■ **Required task**
Please copy, character for character, the part of the data below that opens with the line containing "Scouting task: drop one point on every instance of the ice" and closes with the line containing "[(370, 235), (273, 24), (97, 243), (335, 153), (232, 117)]", with both of those lines included.

■ **Stored data**
-- Start --
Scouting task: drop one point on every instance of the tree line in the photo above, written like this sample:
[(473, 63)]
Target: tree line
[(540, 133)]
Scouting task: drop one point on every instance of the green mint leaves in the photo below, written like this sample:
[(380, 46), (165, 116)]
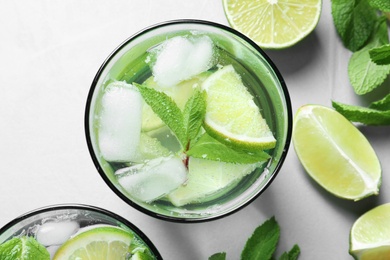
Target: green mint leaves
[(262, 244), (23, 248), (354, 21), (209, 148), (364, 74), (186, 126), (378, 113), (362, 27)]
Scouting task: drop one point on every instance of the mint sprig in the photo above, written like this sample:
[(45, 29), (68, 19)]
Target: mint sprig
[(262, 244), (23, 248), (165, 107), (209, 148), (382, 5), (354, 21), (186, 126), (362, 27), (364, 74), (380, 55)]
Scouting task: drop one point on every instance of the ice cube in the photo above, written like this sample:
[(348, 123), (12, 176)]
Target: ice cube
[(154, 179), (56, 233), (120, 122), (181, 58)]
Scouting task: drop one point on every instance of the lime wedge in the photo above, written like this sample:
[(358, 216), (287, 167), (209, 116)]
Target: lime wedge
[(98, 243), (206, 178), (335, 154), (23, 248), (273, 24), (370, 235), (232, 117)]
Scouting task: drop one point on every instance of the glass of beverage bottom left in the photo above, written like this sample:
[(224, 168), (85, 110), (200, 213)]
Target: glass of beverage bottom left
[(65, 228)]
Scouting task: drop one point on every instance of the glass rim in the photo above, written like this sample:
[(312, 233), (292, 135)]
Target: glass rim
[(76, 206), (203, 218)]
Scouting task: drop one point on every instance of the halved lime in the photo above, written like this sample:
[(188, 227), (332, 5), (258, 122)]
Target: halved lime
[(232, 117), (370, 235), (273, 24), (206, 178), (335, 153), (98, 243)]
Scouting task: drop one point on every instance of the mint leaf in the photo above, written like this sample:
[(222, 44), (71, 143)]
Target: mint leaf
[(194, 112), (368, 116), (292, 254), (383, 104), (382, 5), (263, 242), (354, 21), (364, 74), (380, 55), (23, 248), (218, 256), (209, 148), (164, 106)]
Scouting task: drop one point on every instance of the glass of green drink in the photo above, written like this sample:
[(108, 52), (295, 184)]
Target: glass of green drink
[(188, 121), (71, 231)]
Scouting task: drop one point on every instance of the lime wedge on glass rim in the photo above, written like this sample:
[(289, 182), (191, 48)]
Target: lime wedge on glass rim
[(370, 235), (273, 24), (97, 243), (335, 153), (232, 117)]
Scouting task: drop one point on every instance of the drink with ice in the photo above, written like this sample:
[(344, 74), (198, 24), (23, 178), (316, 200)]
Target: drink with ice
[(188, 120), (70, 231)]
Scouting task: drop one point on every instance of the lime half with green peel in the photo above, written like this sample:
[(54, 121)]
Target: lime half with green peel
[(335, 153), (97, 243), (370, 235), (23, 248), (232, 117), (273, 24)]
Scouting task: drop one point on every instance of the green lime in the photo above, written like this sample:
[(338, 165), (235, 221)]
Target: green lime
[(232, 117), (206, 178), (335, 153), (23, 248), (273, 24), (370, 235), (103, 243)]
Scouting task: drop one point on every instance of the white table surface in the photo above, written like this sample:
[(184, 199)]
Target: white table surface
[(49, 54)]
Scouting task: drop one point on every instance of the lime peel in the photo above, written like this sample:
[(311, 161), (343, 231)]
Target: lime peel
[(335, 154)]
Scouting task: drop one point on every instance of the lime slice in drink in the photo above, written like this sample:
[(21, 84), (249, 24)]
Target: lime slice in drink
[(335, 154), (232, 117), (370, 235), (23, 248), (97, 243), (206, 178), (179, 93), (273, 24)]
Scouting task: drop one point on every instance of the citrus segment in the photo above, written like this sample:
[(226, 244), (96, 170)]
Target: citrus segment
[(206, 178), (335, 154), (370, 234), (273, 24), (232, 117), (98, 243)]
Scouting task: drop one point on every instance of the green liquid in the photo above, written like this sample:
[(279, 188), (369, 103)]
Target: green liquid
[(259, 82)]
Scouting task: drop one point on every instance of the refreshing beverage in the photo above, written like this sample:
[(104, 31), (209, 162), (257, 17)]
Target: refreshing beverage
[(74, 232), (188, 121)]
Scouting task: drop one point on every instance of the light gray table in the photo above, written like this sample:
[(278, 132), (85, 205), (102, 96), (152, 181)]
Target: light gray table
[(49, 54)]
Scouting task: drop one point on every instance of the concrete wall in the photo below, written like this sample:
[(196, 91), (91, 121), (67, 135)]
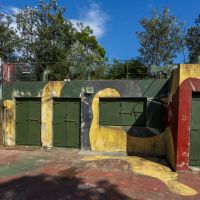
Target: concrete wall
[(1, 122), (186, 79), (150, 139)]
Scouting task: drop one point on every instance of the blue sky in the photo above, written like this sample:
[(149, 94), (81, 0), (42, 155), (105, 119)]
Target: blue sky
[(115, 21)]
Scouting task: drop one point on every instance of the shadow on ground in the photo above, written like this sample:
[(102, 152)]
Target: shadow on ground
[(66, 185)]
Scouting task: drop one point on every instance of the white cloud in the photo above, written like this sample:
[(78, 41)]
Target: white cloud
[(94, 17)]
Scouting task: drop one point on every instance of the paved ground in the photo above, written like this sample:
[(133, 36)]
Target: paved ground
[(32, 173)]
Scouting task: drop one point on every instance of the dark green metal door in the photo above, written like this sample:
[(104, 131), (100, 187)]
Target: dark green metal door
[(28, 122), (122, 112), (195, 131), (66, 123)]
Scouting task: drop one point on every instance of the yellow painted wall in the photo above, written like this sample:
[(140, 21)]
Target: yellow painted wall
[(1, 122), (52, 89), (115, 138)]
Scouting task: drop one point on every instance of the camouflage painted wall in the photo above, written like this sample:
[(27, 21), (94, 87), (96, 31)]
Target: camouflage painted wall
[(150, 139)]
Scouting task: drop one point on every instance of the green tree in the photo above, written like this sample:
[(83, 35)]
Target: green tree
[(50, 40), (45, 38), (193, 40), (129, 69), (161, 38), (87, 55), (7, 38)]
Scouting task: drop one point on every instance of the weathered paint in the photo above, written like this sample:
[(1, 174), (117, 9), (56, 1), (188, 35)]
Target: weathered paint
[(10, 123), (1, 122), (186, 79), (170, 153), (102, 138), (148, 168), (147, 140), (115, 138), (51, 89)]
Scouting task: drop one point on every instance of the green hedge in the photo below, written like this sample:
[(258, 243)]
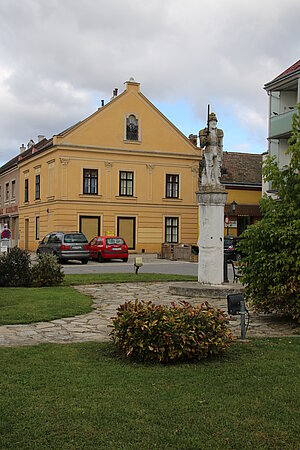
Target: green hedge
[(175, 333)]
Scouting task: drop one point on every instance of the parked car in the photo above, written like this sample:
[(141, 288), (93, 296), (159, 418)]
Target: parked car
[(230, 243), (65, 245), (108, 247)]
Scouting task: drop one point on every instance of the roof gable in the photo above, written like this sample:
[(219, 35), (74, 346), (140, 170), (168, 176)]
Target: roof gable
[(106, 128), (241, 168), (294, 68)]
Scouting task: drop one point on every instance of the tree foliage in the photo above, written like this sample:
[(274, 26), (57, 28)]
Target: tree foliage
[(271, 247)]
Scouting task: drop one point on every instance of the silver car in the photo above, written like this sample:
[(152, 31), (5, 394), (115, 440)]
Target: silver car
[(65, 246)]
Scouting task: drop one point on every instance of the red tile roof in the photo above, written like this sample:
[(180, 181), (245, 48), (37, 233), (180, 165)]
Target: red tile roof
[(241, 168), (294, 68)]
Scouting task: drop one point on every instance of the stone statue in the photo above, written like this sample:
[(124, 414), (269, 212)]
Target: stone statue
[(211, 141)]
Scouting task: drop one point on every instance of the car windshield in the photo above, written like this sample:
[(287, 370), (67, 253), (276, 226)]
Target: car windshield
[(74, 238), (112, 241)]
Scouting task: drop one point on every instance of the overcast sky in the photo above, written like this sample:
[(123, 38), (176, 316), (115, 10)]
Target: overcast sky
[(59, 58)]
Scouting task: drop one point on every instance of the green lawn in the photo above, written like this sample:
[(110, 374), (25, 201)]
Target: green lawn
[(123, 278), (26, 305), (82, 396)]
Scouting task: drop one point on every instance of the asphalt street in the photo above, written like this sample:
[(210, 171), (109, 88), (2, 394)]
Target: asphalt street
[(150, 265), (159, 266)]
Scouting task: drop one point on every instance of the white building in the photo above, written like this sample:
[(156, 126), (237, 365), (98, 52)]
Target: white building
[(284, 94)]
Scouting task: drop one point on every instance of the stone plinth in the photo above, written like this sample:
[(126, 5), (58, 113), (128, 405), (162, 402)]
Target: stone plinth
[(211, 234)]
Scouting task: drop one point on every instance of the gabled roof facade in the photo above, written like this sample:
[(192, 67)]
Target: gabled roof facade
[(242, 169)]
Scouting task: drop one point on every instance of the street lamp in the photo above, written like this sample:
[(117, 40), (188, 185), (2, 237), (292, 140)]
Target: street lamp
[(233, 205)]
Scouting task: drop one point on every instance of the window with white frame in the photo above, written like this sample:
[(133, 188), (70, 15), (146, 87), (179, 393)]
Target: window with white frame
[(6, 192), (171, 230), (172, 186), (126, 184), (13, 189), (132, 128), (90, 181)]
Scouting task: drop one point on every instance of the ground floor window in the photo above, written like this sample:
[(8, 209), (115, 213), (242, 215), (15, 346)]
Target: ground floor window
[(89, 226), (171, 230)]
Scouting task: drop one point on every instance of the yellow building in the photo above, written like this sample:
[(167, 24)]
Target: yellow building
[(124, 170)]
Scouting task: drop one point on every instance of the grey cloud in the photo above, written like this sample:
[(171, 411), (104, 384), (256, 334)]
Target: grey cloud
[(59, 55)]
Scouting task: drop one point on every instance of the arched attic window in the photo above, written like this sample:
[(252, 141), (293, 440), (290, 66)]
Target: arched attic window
-- End --
■ **Worked solution**
Scouting task: drop one point on every instance of the ice cube in the photo above, written like this sample:
[(348, 123), (12, 176)]
Target: ice cube
[(154, 179), (56, 233), (120, 122), (181, 58)]
Scouting task: drop one point on every instance of the lime wedge in the photo above, written like this sample:
[(358, 216), (287, 167), (209, 116)]
Target: lime wedge
[(98, 243), (206, 178), (335, 154), (23, 248), (273, 24), (370, 235), (232, 117)]
Scouting task: drop one point on every instance of the glass of beverage bottom left in the photo above, written like this sample:
[(224, 168), (85, 110), (200, 213)]
Target: glass of beverage bottom left
[(65, 228)]
Scouting task: drop one point on every instance of the glass rim in the photo above, written like this sample:
[(312, 233), (292, 135)]
Target: glass rim
[(76, 206), (203, 218)]
Scouting task: drop one point on every instance of the halved lime in the photo above, written like this sample:
[(188, 227), (332, 5), (258, 122)]
Target: halved lime
[(232, 117), (370, 235), (273, 24), (206, 178), (335, 153), (98, 243)]
Scouting task: drop one point on every instance of the mint leaf in the photo above, written like this sample:
[(222, 44), (71, 143)]
Target: mint leaf
[(194, 112), (368, 116), (292, 254), (383, 104), (382, 5), (263, 242), (354, 21), (364, 74), (380, 55), (23, 248), (218, 256), (209, 148), (164, 106)]
Scouting task: drop one point on every instance of the glass of green drink in the photo above, written like this sample:
[(108, 52), (295, 184)]
Target: glass of green drink
[(188, 121), (71, 231)]
Scouting task: drop one point on every instance of the lime wedge on glass rim in the photo above, written like this sample:
[(289, 182), (191, 48)]
Target: lime wedge on glass rim
[(370, 235), (273, 24), (97, 243), (335, 153), (232, 117)]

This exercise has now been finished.